From: Davide Zini <davidezini2@gmail.com>

Upon the invocation of its dispatch function, BFQ returns the next I/O
request of the in-service bfq_queue, unless some exception holds. One
such exception is that there is some underutilized actuator, different
from the actuator for which the in-service queue contains I/O, and
that some other bfq_queue happens to contain I/O for such an
actuator. In this case, the next I/O request of the latter bfq_queue,
and not of the in-service bfq_queue, is returned (I/O is injected from
that bfq_queue). To find such an actuator, a linear scan, in
increasing index order, is performed among actuators.

Performing a linear scan entails a prioritization among actuators: an
underutilized actuator may be considered for injection only if all
actuators with a lower index are currently fully utilized, or if there
is no pending I/O for any lower-index actuator that happens to be
underutilized.

This commits breaks this prioritization and tends to distribute
injection uniformly across actuators. This is obtained by adding the
following condition to the linear scan: even if an actuator A is
underutilized, A is however skipped if its load is higher than that of
the next actuator.

-- STATED GOAL 1 --
Decide whether each statement below agrees with the BFQ patch text. Answer yes or no for each, and quote the words of the text that settle it.
(a) The linear scan checks actuators in increasing index order.
(b) Under the added condition, an underutilized actuator is skipped if its load is lower than that of the next actuator.
(c) Before the change, an underutilized actuator could be chosen for injection even while a lower-index actuator was underutilized and had pending I/O.
-- STATED GOAL 2 --
Carry on the BFQ patch text, beginning right after its last sentence.

-- SUPPLIED MATERIAL --
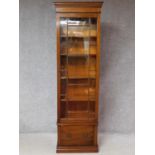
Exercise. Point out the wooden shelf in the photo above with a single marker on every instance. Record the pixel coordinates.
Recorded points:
(78, 55)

-- WRITTEN ANSWER 1 --
(a) Yes: "a linear scan, in increasing index order, is performed among actuators."
(b) No: "A is however skipped if its load is higher than that of the next actuator."
(c) No: "an underutilized actuator may be considered for injection only if all actuators with a lower index are currently fully utilized, or if there is no pending I/O for any lower-index actuator that happens to be underutilized."

-- WRITTEN ANSWER 2 --
Signed-off-by: Paolo Valente <paolo.valente@linaro.org>
Signed-off-by: Davide Zini <davidezini2@gmail.com>
---
 block/bfq-iosched.c | 18 +++++++++++++-----
 1 file changed, 13 insertions(+), 5 deletions(-)

diff --git a/block/bfq-iosched.c b/block/bfq-iosched.c
index 16230a9cf794..016b1b73aeb2 100644
--- a/block/bfq-iosched.c
+++ b/block/bfq-iosched.c
@@ -4831,10 +4831,16 @@ bfq_find_active_bfqq_for_actuator(struct bfq_data *bfqd, int idx)
 
 /*
  * Perform a linear scan of each actuator, until an actuator is found
- * for which the following two conditions hold: the load of the
- * actuator is below the threshold (see comments on actuator_load_threshold
- * for details), and there is a queue that contains I/O for that
- * actuator. On success, return that queue.
+ * for which the following three conditions hold: the load of the
+ * actuator is below the threshold (see comments on
+ * actuator_load_threshold for details) and lower than that of the
+ * next actuator (comments on this extra condition below), and there
+ * is a queue that contains I/O for that actuator. On success, return
+ * that queue.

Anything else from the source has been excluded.